* WHAT IS NEEDED: Copy out every one of the records below word for word, leaving out the pictures.

* DATASET ROWS:

..............................

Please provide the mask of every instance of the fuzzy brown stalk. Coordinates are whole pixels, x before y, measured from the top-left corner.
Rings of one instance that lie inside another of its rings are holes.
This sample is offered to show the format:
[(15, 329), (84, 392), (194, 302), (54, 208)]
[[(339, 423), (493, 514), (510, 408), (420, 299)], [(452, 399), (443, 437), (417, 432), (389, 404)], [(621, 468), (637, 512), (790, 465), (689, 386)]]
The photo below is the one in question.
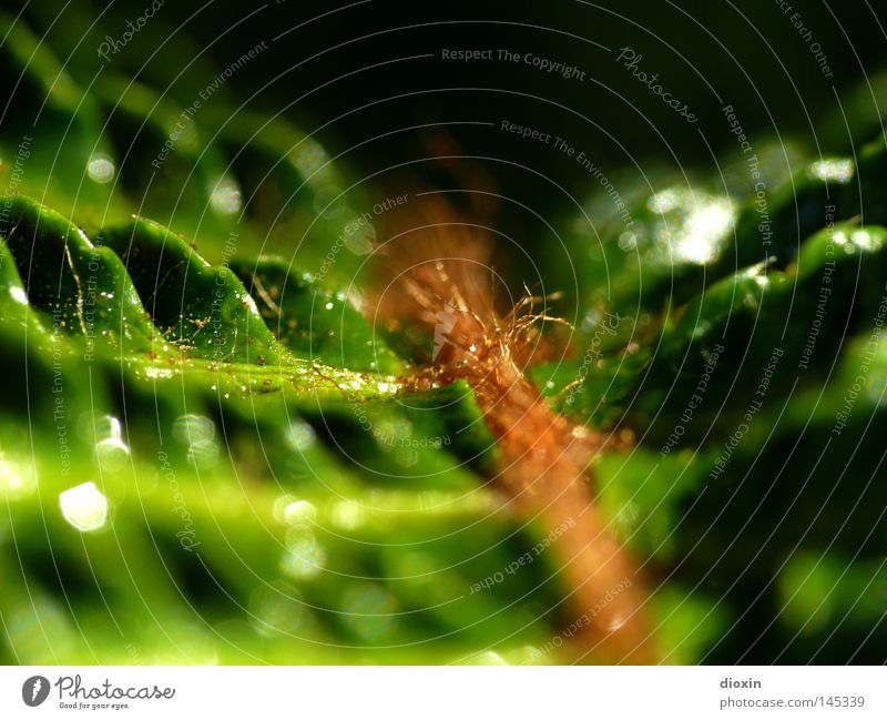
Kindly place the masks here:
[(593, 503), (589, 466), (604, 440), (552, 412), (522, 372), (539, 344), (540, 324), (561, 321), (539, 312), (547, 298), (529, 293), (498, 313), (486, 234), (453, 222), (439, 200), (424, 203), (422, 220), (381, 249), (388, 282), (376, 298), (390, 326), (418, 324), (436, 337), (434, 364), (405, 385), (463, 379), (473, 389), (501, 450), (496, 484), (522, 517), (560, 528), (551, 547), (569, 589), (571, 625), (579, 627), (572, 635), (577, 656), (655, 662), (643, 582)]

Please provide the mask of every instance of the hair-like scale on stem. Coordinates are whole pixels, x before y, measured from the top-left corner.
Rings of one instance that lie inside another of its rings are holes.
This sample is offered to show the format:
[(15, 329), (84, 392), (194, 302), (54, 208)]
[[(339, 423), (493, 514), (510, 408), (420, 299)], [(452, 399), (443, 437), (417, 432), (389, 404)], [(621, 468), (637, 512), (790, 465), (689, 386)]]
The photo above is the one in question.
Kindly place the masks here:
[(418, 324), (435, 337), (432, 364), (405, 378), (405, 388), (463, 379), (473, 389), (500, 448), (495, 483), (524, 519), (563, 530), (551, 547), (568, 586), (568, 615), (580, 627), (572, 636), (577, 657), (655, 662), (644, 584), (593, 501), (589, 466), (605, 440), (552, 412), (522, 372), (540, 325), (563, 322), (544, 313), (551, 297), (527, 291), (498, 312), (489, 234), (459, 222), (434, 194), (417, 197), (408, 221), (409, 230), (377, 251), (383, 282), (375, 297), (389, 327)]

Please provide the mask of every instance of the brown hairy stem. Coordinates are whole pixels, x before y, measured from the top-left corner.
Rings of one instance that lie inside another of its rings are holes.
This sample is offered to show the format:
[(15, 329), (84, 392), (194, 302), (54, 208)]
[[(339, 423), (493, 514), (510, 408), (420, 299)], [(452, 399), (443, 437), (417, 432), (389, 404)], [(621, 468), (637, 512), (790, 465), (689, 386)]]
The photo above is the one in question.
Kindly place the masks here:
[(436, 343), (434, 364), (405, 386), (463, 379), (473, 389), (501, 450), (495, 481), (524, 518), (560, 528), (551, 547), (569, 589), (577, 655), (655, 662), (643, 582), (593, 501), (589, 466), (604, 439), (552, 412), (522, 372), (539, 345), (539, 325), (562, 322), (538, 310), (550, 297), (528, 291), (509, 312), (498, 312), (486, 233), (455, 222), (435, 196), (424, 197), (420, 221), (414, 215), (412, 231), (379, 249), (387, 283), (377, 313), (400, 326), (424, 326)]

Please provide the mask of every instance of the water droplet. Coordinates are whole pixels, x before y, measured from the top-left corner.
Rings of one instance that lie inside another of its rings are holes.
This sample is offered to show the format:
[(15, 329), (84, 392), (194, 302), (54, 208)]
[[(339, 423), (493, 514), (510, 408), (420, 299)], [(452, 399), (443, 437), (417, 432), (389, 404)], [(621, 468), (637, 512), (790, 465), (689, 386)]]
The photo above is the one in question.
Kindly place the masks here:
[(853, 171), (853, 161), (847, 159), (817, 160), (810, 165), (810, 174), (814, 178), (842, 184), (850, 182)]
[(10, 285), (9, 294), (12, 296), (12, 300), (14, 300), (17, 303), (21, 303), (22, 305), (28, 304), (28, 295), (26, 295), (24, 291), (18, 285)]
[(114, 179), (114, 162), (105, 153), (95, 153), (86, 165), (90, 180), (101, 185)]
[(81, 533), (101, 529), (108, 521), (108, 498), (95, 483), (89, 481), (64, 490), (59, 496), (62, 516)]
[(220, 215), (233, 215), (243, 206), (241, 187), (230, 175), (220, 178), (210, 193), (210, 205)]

..............................

* RESPONSE TO THE TASK:
Please provide the mask of every instance of the fuzzy brown stalk. Coordinates are whole pixels, x before y, measured from the top-left corner.
Rings of one instance that lie inside another of its rings are holes.
This sample is offered to show the format:
[(15, 329), (84, 392), (194, 302), (54, 208)]
[[(339, 423), (493, 514), (510, 408), (420, 299)], [(452, 399), (443, 437), (417, 432), (389, 404)], [(621, 468), (637, 512), (790, 465), (689, 386)]]
The photo below is the one in question.
Kindly place the masks here:
[(593, 503), (589, 466), (604, 440), (552, 412), (522, 372), (539, 344), (540, 324), (561, 321), (539, 312), (547, 298), (529, 293), (498, 313), (486, 234), (453, 222), (439, 200), (424, 203), (422, 220), (381, 249), (388, 282), (376, 298), (390, 326), (418, 324), (436, 337), (434, 364), (405, 385), (463, 379), (473, 389), (501, 450), (496, 484), (522, 517), (560, 528), (551, 547), (569, 589), (571, 625), (579, 627), (572, 635), (577, 656), (655, 662), (643, 582)]

Please provide the mask of every instance of the hair-like scale on stem. Coordinates are whole pixels, x before y, measured from the top-left corner.
Rings of one instance that lie inside another of its rings are holes.
This sample is offered to show the format:
[(15, 329), (84, 392), (194, 302), (54, 208)]
[[(339, 423), (493, 514), (510, 408), (420, 299)], [(452, 399), (443, 437), (417, 432), (389, 404)], [(621, 468), (637, 512), (790, 465), (689, 386)]]
The photo above is the one in question.
Kindly place the masks here:
[(418, 324), (435, 337), (432, 364), (405, 378), (405, 388), (463, 379), (473, 389), (500, 448), (495, 483), (524, 519), (563, 530), (551, 547), (568, 586), (568, 615), (580, 627), (572, 636), (577, 657), (655, 662), (644, 584), (593, 501), (589, 466), (605, 440), (552, 412), (522, 372), (540, 325), (563, 322), (544, 313), (551, 297), (527, 291), (498, 312), (489, 234), (459, 222), (434, 194), (417, 197), (408, 221), (409, 230), (377, 251), (383, 282), (375, 297), (389, 327)]

Please provide the mask of every instance of the brown hairy stem. Coordinates are whole pixels, x before y, measured from the top-left corner.
Rings of one instance that lie inside another of its rings are holes.
This sample is offered to show the format:
[(15, 329), (84, 392), (194, 302), (54, 208)]
[[(339, 423), (493, 514), (510, 408), (420, 299)], [(452, 399), (443, 437), (417, 432), (389, 404)], [(621, 468), (637, 512), (790, 465), (689, 386)]]
The photo above is the one in question.
Kindly place the masks here:
[(436, 343), (434, 364), (405, 386), (463, 379), (473, 389), (501, 450), (495, 481), (524, 518), (560, 528), (551, 547), (569, 589), (577, 655), (655, 662), (643, 582), (593, 501), (589, 466), (604, 439), (552, 412), (522, 372), (539, 345), (539, 325), (562, 322), (538, 310), (550, 297), (528, 291), (509, 312), (498, 312), (486, 233), (455, 222), (435, 196), (424, 197), (420, 221), (414, 215), (412, 231), (379, 249), (387, 283), (377, 313), (400, 326), (424, 326)]

Please provide the mask of every instance of the water droplet. Coordinates are whole pixels, x before y, measured from the top-left corner.
Rings of one instance that lie inside another of its rings are holes.
This sample is offered to show the format:
[(15, 329), (84, 392), (194, 302), (54, 208)]
[[(339, 423), (493, 514), (510, 408), (420, 299)], [(452, 399), (443, 437), (417, 432), (389, 404)], [(621, 468), (637, 512), (790, 465), (689, 386)]]
The photo above is the one in question.
Kindly place the masks here:
[(853, 171), (853, 161), (847, 159), (817, 160), (810, 165), (810, 174), (814, 178), (842, 184), (850, 182)]
[(10, 285), (9, 294), (12, 296), (12, 300), (14, 300), (17, 303), (21, 303), (22, 305), (28, 304), (28, 295), (26, 295), (24, 291), (18, 285)]
[(114, 179), (114, 162), (105, 153), (95, 153), (86, 165), (90, 180), (101, 185)]
[(81, 533), (101, 529), (108, 521), (108, 498), (95, 483), (89, 481), (64, 490), (59, 496), (62, 516)]
[(220, 215), (233, 215), (243, 206), (241, 187), (230, 175), (220, 178), (210, 193), (210, 205)]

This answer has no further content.